### La consigne
Poursuivez, s'il vous plaît, le texte sur l'utopie présenté plus bas, en reprenant juste après sa dernière phrase.

L’utopie, une vérité anticipée ?
Par François HOUSSET | Les Textes #44 | 3 commentaires | |
“J’ai fait un rêve” : j’ai cru en la réalisation d’un monde parfait, avec la paix enfin, la santé de chacun garantie, pas de travail, du pain pour tous, des Utopiens égaux -et riches bien sûr, et heureux, tant qu’à faire... un monde où tout le monde il est beau, tout le monde il est gentil. J’ouvre les yeux : ce monde n’a pas de lieu.
Il semble sage d’accepter la réalité, dure évidemment. Quelques hurluberlus osent affirmer qu’il suffirait qu’on y croie pour qu’il en soit ainsi. Ils prétendent que c’est au moins un idéal vers lequel tendre. Bien sûr l’idéaliste ne voit plus le monde mais se projette son film d’anticipation. Les espoirs sont bien utiles... mais les rêves ?
Des utopistes du passé ont anticipé notre monde présent très concrètement. Il fallait être utopiste pour croire à la retraite, aux congés payés, à la sécurité sociale, quand ils n’étaient pas dus : il faut l’être encore pour obtenir ce qui n’est pas donné. Utopistes, ceux qui ont un projet, qui croient en ce qui n’existe pas (pas encore), en une vérité prématurée, et rejoignent les idéalistes changeant le monde.

### Données fournies
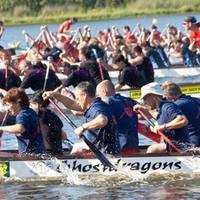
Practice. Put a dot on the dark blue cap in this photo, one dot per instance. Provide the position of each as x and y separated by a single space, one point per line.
191 19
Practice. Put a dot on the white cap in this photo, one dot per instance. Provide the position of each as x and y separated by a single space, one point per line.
151 88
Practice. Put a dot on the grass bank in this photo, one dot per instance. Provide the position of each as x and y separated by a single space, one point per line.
57 13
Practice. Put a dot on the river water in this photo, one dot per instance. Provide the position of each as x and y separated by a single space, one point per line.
120 187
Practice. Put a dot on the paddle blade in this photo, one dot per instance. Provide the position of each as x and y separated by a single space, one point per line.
98 153
152 136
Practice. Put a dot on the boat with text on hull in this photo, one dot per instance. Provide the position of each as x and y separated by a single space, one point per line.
46 167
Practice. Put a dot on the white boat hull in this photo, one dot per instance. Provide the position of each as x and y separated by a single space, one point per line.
57 168
170 72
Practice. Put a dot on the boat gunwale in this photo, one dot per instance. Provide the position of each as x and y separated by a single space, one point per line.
66 155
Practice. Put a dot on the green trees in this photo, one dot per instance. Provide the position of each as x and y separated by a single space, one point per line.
36 5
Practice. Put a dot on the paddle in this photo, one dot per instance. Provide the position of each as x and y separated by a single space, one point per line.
99 64
2 123
23 57
159 132
150 135
92 147
46 75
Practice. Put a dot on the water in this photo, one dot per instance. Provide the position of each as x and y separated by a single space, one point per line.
123 186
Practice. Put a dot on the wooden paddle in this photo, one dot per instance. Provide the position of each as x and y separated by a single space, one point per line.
151 123
23 57
92 147
2 123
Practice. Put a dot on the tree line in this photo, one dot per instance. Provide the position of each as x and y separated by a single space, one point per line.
37 5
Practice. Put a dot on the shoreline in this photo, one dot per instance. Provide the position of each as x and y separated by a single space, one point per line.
90 16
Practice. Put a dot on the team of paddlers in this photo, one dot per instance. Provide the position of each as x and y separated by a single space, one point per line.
111 119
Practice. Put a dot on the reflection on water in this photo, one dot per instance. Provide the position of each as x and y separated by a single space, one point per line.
155 187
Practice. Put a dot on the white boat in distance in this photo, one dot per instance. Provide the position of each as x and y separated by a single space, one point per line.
33 168
169 72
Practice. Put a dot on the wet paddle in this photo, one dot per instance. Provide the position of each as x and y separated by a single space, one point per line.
2 123
151 123
92 147
23 57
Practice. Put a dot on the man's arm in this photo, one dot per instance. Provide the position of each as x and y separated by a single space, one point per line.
66 101
99 122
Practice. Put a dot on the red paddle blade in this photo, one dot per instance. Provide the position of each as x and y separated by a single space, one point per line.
150 135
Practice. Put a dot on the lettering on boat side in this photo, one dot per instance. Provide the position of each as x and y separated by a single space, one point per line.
76 165
4 169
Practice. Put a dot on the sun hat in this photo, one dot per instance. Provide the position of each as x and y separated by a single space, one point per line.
191 19
151 88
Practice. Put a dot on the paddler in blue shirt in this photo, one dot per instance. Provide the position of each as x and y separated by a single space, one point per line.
100 124
126 118
27 128
170 119
190 107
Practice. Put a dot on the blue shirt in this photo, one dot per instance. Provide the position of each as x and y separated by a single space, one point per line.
127 120
107 137
31 140
167 112
190 107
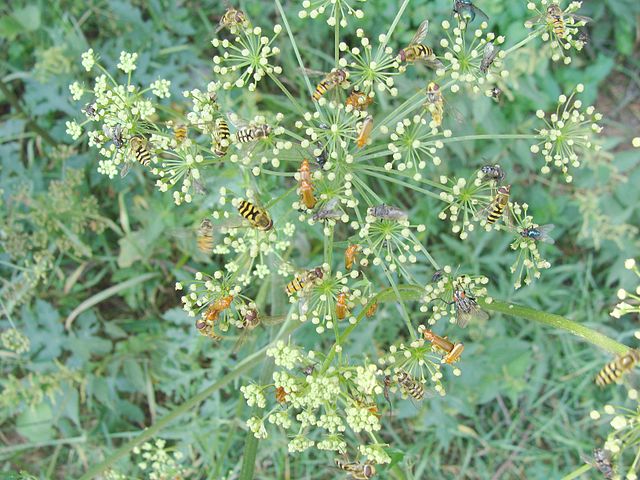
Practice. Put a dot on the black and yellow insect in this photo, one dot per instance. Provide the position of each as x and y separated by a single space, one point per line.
411 386
140 150
613 371
257 217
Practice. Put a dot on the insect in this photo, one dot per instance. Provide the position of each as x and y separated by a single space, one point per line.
357 470
350 255
493 172
258 217
452 350
613 371
603 463
358 100
233 19
180 132
467 10
331 80
411 386
490 53
342 308
387 212
140 150
540 234
417 51
221 137
466 308
301 281
205 236
328 212
115 134
365 132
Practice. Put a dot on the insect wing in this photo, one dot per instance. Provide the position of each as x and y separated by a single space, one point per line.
421 33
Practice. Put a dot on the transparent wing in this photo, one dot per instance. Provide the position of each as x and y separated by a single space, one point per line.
421 33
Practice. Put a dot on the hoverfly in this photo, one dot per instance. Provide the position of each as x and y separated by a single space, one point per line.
258 217
302 280
358 100
540 234
387 212
614 370
466 9
336 78
417 51
357 470
233 19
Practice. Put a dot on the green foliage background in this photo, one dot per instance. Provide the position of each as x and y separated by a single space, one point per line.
520 409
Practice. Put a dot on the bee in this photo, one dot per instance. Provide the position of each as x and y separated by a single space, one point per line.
466 308
180 132
301 281
490 53
387 212
205 236
603 463
357 470
493 172
333 79
416 51
281 395
114 134
365 132
358 100
342 309
467 10
350 255
411 386
540 234
328 212
452 350
258 217
233 19
221 137
613 371
140 149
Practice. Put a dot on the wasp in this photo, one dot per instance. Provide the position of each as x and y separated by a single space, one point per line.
411 386
613 371
358 100
233 19
205 236
333 79
493 172
365 132
357 470
350 255
467 10
258 217
180 132
140 150
221 137
301 281
489 55
387 212
342 309
452 350
417 51
540 234
466 308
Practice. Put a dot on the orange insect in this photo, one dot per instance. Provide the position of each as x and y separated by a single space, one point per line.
453 351
341 306
358 100
281 395
350 255
365 132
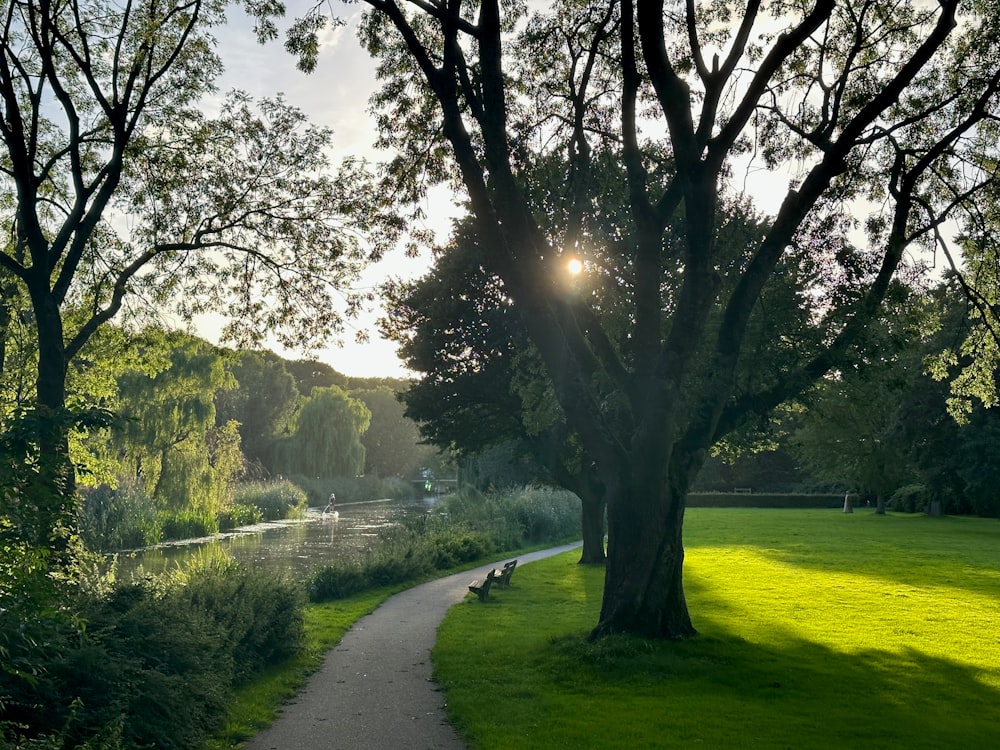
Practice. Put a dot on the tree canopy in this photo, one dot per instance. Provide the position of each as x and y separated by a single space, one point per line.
873 123
121 193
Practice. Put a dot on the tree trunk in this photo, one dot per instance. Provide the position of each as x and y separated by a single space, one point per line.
643 584
593 530
57 478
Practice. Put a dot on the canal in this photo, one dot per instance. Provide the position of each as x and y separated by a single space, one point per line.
295 546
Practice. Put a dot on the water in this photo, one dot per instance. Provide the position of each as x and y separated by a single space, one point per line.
295 546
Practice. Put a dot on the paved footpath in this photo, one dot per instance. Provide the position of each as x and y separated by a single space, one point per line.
374 690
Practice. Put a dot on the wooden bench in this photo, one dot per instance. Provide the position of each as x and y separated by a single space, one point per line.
501 576
482 588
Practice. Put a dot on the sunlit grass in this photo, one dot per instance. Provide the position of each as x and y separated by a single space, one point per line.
257 703
818 630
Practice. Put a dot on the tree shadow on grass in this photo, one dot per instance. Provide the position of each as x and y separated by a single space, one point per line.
722 691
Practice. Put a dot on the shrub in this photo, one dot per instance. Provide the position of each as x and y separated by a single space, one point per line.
158 670
450 549
258 610
155 664
276 500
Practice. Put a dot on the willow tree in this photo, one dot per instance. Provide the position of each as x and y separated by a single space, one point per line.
326 439
870 118
116 186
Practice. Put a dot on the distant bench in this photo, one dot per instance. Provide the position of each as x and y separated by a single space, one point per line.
499 576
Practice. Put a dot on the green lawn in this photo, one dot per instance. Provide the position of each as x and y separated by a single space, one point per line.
818 629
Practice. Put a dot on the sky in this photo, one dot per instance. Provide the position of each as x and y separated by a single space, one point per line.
335 95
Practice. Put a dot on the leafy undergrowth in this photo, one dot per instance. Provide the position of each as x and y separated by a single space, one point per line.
817 630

### Réponse attendue
Ils ne savaient pas que c’était impossible, donc ils l’ont fait...
U-topos : l’étymologie grecque rappelle que l’utopie est ce qui n’a pas de lieu. Mis à part quelques projets fous en cours de réalisation, il semble que notre époque laisse moins de place à ce qui, justement, n’a pas lieu d’être. Il n’y a plus d’espérance d’un renouveau, l’évolution dite “naturelle” de notre monde étant déjà trop rapide pour qu’on aie le temps de vouloir du neuf. On ne fait plus de politique, la dictature des tyrans laisse place à la dictature du marché. On connaît la planète dans ses moindres recoins, il n’est plus possible de rêver à quelque contrée inexplorée, pour vivre enfin dans un Éden. Le monde est connu, reconnu, et bien petit : il n’y a nulle part où se blottir sans subir la loi des autres. Chaque société et chacun de nos États sont en rapport étroit (étriqué) les uns avec les autres, les uns contre les autres.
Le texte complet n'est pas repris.